Data records:

══════

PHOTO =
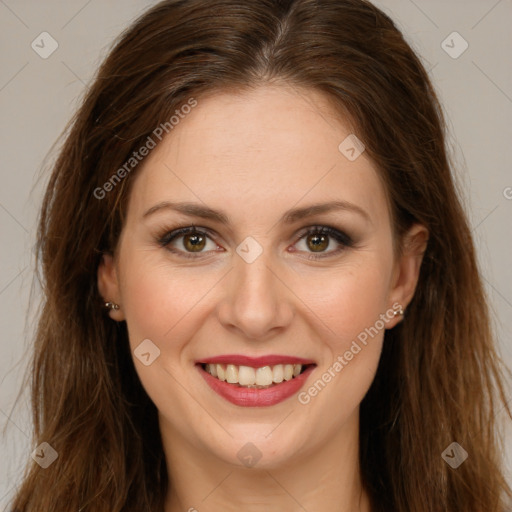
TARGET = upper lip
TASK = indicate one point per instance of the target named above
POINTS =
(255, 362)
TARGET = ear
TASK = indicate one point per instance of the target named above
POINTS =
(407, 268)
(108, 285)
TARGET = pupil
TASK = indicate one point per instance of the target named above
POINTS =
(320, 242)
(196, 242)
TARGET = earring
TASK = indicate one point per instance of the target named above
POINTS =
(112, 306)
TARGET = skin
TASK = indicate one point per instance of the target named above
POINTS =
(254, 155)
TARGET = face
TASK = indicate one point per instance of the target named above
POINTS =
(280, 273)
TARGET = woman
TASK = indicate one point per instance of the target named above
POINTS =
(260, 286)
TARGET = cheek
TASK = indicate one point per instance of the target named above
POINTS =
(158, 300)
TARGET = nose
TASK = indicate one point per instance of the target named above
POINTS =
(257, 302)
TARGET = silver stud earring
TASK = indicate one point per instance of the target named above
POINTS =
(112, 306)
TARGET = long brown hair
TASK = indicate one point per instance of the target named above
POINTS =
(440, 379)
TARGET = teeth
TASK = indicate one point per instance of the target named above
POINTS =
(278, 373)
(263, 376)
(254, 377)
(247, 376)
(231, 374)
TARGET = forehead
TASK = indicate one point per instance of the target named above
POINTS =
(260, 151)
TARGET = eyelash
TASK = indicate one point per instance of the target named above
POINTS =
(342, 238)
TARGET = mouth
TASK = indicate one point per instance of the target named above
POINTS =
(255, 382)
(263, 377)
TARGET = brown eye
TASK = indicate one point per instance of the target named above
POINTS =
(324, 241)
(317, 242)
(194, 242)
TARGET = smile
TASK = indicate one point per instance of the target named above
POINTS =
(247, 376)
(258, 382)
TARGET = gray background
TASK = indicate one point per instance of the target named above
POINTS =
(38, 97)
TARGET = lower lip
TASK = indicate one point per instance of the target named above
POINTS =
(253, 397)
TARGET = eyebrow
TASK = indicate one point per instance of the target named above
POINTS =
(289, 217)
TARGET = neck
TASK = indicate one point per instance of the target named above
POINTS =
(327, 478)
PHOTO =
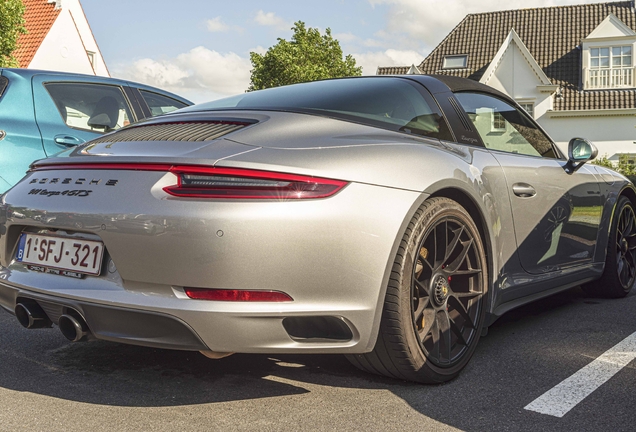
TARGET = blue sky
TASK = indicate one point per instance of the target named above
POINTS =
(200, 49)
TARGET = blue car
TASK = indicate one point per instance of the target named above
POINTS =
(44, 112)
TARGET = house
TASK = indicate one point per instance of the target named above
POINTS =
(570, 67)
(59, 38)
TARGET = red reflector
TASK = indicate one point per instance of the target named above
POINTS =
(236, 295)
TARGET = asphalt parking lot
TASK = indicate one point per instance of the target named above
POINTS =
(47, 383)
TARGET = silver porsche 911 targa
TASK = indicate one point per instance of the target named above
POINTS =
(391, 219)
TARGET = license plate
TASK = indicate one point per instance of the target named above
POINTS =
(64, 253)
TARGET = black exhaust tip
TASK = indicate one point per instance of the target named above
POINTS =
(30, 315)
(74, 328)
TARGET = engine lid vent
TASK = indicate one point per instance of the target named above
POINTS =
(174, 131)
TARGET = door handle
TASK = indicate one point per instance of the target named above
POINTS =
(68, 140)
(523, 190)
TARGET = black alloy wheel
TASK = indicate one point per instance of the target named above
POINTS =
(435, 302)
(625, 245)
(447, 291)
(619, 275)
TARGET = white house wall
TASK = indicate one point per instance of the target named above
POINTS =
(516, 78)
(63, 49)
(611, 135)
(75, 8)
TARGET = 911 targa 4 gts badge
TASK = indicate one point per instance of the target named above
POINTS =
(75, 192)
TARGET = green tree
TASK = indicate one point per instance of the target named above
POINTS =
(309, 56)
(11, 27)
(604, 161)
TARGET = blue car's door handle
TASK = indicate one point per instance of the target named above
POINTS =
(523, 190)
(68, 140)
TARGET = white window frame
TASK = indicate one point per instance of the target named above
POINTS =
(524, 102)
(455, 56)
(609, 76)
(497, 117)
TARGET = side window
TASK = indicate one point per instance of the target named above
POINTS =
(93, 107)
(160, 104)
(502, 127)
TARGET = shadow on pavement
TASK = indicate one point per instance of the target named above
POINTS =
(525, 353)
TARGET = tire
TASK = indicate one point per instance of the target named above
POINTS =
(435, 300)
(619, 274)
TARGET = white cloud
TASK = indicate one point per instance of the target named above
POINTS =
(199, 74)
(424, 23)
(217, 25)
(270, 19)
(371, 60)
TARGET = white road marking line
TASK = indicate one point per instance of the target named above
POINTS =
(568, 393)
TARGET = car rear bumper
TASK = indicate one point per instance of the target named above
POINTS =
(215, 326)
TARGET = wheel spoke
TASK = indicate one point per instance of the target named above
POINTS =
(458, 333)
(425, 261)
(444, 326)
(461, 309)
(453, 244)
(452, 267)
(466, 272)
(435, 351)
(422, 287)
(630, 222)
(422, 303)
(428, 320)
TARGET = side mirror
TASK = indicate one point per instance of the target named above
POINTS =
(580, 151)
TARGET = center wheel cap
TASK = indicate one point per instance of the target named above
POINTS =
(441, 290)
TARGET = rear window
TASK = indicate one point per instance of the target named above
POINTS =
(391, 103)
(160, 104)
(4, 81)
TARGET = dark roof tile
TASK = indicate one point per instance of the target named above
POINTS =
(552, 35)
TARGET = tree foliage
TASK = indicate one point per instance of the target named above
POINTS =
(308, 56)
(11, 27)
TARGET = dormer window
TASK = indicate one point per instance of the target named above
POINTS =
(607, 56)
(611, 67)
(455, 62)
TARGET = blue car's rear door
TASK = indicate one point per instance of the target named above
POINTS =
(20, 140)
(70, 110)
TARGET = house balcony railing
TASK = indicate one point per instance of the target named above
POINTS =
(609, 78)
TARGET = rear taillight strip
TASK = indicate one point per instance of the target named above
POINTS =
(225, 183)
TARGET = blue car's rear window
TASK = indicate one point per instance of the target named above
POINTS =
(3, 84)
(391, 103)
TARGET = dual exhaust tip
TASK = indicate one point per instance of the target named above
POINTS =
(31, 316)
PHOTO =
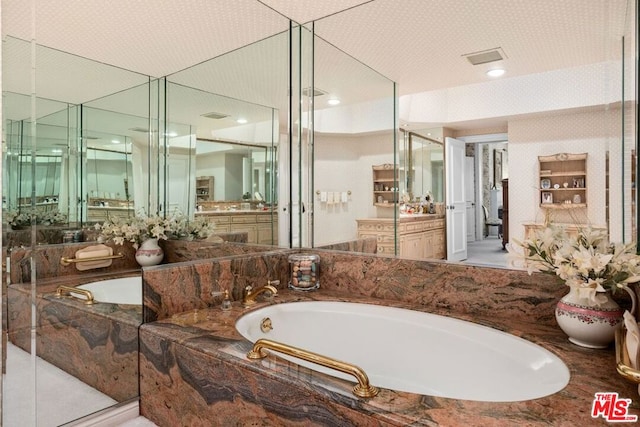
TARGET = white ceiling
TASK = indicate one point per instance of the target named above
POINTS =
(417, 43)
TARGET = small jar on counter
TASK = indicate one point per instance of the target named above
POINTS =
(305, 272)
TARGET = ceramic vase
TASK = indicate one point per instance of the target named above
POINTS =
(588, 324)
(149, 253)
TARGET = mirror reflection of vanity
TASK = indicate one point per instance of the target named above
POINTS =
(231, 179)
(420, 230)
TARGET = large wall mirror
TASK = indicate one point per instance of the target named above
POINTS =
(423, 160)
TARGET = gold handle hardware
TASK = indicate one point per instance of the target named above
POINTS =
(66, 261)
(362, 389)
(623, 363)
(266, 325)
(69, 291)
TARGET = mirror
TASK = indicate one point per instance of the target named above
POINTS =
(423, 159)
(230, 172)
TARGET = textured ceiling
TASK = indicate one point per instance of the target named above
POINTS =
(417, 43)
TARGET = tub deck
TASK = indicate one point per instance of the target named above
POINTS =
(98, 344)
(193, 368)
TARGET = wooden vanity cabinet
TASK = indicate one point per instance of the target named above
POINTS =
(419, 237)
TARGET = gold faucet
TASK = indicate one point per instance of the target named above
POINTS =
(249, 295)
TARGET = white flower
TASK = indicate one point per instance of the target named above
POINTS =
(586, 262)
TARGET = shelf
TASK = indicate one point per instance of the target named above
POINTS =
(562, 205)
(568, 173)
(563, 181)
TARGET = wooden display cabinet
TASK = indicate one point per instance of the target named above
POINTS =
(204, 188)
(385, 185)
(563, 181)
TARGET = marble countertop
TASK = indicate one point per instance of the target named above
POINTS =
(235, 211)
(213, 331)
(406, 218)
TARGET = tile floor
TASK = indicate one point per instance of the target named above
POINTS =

══════

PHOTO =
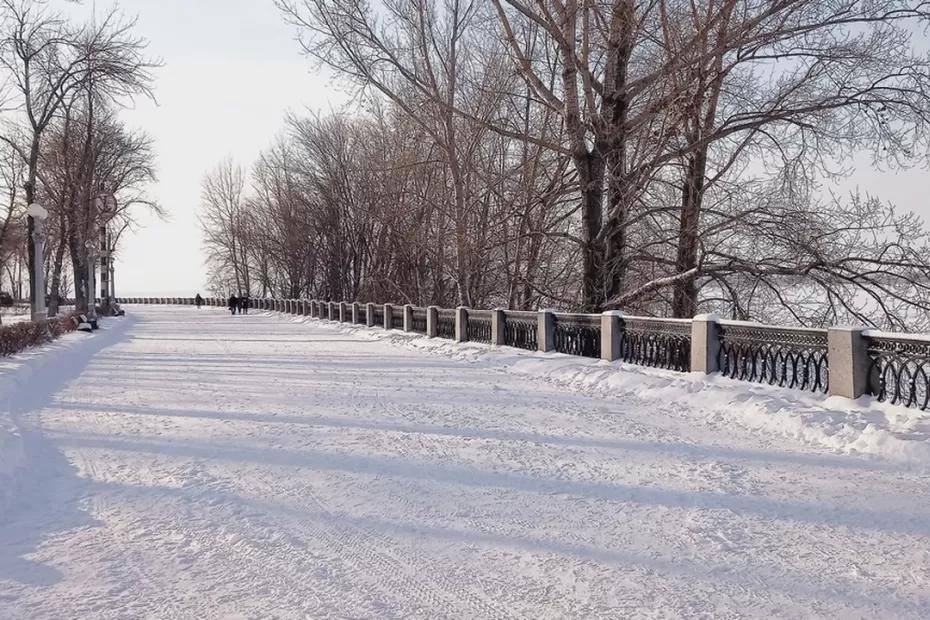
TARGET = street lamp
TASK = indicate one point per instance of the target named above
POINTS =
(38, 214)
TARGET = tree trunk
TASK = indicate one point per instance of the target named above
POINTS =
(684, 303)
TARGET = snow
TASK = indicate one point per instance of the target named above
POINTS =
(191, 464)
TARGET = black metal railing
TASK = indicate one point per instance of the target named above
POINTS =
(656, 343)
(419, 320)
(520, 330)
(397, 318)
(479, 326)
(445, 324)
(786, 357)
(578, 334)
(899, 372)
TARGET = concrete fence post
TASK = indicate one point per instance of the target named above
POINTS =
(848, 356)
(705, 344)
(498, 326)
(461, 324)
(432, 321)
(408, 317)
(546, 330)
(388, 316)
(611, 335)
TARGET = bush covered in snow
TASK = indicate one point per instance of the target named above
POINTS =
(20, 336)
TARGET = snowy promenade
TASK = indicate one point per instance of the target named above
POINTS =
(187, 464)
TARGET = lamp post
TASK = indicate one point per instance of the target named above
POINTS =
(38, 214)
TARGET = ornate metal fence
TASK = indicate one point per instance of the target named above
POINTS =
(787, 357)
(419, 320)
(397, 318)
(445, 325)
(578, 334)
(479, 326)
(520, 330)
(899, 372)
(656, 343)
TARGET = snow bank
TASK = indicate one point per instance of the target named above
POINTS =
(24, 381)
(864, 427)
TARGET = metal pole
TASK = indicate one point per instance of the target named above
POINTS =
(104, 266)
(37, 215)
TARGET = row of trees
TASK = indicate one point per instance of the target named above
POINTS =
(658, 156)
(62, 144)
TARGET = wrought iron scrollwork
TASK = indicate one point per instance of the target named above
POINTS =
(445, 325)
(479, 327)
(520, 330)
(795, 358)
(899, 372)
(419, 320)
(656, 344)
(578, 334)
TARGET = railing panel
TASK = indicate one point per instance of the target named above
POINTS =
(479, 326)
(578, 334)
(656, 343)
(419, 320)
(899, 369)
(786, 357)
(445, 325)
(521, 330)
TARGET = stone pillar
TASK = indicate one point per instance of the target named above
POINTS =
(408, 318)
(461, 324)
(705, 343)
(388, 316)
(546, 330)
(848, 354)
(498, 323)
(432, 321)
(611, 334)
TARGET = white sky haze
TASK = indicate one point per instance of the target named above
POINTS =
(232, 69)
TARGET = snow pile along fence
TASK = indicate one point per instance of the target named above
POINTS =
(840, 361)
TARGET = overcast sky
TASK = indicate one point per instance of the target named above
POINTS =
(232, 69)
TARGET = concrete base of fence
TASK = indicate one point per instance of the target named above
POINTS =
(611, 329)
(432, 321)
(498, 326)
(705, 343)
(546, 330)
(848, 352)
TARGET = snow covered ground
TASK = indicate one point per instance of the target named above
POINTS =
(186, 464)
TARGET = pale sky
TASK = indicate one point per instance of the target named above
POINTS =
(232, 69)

══════

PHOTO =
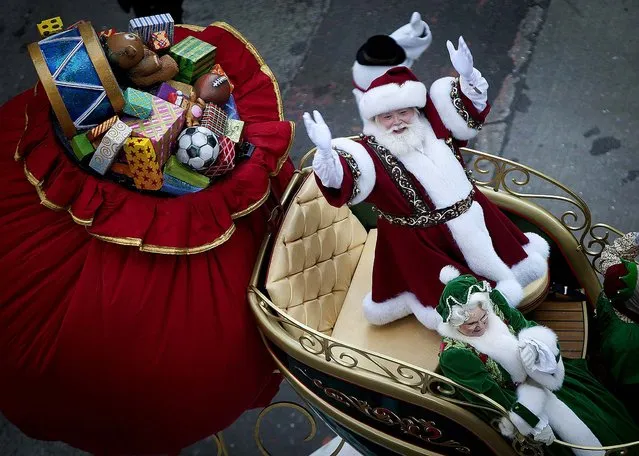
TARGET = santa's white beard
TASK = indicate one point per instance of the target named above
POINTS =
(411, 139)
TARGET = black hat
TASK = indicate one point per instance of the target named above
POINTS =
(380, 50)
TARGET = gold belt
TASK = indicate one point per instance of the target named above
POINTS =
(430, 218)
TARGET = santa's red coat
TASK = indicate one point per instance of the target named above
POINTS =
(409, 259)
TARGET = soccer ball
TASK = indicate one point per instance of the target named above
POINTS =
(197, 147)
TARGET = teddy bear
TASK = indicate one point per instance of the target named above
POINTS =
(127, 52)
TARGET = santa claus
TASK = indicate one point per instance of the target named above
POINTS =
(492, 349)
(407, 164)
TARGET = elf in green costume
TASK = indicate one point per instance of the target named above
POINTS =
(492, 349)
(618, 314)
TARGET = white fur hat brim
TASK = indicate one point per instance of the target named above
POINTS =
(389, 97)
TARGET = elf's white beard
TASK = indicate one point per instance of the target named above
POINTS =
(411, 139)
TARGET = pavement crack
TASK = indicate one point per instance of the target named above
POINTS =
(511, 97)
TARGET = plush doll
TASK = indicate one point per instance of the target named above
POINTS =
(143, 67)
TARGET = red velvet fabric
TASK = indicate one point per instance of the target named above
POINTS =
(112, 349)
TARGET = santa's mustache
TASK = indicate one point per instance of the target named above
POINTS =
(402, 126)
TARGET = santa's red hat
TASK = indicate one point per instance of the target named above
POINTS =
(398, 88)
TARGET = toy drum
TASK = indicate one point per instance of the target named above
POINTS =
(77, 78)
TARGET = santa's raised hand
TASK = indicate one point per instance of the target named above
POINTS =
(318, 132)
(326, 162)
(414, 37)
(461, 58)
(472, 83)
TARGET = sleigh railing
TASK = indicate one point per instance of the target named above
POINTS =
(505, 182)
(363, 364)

══════

TASK BRIEF → Which lines in the material contain the word "metal"? Return every one of them.

IN RESPONSE →
TARGET = black metal railing
TARGET = ornate metal fence
TARGET = metal pole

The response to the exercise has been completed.